**What is asked**: Retype the records, unchanged, from their start through the line that contains "[[343, 791], [582, 819]]".

[Point labeling records]
#####

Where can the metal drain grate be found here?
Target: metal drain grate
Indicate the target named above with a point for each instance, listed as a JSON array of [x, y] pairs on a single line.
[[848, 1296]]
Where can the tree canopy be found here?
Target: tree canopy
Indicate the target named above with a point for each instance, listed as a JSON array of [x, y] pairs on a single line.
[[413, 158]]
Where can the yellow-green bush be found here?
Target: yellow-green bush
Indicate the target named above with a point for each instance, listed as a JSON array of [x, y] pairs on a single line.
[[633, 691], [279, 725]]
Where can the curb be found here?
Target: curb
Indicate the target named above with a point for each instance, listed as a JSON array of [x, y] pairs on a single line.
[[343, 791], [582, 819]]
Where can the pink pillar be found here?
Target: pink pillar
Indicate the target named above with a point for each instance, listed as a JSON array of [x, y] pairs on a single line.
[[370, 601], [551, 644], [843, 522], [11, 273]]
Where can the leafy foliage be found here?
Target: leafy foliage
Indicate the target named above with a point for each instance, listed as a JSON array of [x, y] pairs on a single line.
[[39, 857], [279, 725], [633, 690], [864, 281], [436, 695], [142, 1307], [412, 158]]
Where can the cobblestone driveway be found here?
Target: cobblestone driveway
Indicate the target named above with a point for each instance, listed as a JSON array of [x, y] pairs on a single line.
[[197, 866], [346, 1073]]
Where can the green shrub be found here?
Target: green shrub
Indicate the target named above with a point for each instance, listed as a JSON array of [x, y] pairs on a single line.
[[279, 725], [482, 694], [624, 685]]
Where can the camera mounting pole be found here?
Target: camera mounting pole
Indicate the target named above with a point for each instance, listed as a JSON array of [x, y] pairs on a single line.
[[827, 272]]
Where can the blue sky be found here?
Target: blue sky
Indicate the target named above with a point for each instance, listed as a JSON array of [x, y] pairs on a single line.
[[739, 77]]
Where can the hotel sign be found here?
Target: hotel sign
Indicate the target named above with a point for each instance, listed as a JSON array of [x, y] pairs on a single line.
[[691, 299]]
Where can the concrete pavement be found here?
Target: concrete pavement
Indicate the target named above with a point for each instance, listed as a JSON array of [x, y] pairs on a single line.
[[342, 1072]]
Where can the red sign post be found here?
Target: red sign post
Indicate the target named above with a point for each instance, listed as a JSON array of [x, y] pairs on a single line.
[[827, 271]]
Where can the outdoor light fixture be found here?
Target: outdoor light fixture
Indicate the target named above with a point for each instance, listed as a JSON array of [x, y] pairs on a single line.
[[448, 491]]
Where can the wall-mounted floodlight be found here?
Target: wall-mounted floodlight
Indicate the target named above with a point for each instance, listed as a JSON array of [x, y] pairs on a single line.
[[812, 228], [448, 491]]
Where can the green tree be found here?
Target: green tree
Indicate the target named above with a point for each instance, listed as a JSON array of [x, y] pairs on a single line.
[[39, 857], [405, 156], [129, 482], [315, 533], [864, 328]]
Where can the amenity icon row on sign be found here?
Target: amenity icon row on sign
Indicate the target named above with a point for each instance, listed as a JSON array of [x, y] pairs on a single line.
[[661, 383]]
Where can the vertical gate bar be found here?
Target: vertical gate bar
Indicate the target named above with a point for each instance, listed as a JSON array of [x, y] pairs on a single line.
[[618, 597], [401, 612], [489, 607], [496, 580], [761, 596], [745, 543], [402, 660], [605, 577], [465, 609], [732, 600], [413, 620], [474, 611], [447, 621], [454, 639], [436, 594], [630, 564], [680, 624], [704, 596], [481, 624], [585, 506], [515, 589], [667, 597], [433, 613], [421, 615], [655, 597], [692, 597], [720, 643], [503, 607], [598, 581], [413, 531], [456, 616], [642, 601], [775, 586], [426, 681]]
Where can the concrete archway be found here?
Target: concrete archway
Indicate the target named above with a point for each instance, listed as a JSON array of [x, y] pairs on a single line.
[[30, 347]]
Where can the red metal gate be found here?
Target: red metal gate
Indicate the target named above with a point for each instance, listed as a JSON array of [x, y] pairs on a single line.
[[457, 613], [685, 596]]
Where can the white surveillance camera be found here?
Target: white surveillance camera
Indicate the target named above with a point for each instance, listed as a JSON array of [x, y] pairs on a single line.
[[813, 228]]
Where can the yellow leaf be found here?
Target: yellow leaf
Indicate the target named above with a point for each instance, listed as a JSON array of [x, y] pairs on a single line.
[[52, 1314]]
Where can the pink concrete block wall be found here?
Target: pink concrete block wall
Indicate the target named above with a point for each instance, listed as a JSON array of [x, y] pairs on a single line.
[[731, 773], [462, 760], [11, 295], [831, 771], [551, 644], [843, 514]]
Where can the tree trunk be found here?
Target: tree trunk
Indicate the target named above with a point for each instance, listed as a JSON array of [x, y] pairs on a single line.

#####

**The result**:
Where can the metal drain grate be found here?
Target: metal drain grate
Indicate the target named above with a point for each instance, listed as a JSON array of [x, y] pairs on a single line.
[[848, 1296]]
Where can the tree canopy be found here?
Target: tree canopy
Indicate the target named above with a point for each instance, listed as a JSON array of [x, y] pairs on a single line.
[[413, 158]]
Where can the yellow-green bush be found here?
Target: yellow-green bush
Indicate the target named above with a point for each instance, listed as a JSON array of [x, y] pairs on a single line.
[[633, 691], [279, 725]]
Where can the curb be found here?
Target: curb
Indicate the target named above with a point for each instance, listed as a JSON array of [x, y] pairs on a single line.
[[343, 791], [582, 819]]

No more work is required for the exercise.